Every line from the one that contains "Identify each instance of the brick" to the end of the records must be restated word for word. No other line belongs in the answer.

··· Input for this task

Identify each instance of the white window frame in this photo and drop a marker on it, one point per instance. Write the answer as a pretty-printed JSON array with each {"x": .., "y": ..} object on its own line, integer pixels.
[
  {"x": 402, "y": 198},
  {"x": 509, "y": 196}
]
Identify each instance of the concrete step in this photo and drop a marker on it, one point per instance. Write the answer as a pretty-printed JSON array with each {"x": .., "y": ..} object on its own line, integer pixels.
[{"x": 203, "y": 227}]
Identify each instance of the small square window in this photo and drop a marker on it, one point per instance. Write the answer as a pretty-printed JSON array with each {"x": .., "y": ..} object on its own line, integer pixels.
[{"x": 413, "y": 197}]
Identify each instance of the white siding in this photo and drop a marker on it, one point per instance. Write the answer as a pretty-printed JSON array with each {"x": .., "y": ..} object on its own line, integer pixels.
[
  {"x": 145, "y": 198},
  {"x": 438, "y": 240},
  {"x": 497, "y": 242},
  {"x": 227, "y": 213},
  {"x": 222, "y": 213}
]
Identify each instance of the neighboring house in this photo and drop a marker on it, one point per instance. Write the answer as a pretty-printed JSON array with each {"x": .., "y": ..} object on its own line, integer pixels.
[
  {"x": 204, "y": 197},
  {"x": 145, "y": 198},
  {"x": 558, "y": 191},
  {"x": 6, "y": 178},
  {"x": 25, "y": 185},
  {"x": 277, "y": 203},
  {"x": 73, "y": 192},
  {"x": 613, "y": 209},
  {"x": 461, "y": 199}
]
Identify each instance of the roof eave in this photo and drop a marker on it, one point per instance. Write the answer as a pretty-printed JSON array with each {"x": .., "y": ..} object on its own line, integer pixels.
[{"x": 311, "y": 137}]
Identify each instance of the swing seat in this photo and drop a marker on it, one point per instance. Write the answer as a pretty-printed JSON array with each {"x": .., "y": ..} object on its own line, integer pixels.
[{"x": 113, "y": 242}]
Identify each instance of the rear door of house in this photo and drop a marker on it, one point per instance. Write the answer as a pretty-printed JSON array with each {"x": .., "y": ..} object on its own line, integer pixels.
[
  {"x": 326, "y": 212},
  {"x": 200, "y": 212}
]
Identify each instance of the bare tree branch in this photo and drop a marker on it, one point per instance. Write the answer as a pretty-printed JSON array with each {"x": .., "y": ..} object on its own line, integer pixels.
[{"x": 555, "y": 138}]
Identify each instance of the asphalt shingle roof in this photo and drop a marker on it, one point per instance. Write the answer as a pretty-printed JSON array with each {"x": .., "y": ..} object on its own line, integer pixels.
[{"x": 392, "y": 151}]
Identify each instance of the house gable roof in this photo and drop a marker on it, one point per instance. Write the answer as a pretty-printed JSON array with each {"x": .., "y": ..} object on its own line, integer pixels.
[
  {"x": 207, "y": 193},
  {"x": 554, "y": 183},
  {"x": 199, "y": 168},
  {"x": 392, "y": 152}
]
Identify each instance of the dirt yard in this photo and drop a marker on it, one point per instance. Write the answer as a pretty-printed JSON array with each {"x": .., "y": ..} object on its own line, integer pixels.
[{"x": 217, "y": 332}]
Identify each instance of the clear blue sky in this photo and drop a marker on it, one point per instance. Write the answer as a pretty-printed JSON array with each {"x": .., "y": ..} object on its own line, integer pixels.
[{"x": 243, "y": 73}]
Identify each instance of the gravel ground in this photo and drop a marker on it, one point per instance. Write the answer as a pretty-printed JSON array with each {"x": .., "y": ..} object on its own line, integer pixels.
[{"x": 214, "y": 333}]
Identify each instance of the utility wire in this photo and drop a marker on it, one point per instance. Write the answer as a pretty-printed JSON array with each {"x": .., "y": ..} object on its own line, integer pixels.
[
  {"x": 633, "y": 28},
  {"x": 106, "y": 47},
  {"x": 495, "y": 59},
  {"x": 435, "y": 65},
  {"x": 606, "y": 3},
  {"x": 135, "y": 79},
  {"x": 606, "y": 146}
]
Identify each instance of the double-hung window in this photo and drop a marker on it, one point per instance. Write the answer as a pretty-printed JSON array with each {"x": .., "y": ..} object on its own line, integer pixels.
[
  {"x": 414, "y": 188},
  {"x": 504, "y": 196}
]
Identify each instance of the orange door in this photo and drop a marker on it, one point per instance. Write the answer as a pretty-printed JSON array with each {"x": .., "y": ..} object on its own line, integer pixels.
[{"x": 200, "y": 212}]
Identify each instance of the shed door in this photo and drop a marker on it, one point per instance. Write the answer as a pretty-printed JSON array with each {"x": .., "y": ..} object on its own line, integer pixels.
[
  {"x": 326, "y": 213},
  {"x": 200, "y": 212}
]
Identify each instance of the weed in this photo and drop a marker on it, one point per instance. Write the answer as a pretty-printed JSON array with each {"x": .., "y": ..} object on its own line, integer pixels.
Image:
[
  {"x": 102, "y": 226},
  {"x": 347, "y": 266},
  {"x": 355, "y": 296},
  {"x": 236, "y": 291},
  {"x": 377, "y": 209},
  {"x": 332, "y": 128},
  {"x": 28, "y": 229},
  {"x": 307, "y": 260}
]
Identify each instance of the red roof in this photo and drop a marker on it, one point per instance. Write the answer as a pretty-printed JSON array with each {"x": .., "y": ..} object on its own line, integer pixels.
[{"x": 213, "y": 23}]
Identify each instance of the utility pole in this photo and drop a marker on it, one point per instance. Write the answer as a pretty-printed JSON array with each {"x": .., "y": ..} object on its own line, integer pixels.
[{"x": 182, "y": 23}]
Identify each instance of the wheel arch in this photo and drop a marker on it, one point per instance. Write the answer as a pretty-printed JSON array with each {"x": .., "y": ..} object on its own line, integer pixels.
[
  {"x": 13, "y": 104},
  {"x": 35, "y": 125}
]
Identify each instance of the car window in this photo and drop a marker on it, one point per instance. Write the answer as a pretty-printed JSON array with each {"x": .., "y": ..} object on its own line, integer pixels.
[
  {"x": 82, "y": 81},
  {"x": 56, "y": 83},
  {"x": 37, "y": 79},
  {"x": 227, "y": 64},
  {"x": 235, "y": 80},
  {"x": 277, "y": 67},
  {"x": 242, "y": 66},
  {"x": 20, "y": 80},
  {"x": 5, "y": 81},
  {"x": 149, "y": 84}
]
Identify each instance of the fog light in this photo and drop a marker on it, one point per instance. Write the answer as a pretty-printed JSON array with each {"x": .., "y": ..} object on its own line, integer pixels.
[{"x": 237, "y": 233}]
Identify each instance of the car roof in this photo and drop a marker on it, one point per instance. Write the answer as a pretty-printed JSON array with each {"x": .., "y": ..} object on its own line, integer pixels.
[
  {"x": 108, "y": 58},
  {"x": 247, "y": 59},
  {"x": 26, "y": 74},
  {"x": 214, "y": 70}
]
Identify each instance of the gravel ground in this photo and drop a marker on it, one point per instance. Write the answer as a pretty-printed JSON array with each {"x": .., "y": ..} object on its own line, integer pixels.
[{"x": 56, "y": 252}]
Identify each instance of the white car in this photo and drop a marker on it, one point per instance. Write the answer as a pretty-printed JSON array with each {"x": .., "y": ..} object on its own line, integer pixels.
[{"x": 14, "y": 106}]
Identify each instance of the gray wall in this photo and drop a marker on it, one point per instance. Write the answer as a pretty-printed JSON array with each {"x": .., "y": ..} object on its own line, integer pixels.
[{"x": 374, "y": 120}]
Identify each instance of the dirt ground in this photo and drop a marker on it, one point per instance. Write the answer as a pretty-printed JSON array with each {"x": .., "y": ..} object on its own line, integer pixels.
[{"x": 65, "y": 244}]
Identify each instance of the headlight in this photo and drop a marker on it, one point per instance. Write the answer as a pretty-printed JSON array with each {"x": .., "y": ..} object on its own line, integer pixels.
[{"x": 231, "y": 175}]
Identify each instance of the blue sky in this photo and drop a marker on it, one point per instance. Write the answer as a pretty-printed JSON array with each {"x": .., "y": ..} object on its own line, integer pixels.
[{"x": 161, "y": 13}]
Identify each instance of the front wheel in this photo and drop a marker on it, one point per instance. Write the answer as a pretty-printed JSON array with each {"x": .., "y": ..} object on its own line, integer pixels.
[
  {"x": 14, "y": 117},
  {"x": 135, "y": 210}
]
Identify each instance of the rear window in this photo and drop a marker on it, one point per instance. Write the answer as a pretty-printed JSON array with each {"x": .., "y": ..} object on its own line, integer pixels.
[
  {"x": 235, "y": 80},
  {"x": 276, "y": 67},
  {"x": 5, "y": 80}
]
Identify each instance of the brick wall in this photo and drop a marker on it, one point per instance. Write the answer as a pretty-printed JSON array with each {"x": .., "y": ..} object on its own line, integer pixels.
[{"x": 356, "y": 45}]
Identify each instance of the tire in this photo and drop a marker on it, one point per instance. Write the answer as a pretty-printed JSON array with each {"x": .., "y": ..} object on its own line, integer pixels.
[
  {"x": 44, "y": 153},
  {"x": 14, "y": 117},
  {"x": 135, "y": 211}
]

······

§ Completed task
Identify each instance of the brick wall in this photo and drop a marker on it, one point per instance. Write the answer as a pretty-printed JSON array with each {"x": .., "y": ..} object on its own line, integer pixels.
[{"x": 356, "y": 45}]
Identify each instance of the tire in this photo and drop a marker on it, one point per instance. Write the answer as a pretty-printed JSON array with each {"x": .., "y": ..} object on its own line, integer pixels.
[
  {"x": 44, "y": 153},
  {"x": 14, "y": 117},
  {"x": 135, "y": 211}
]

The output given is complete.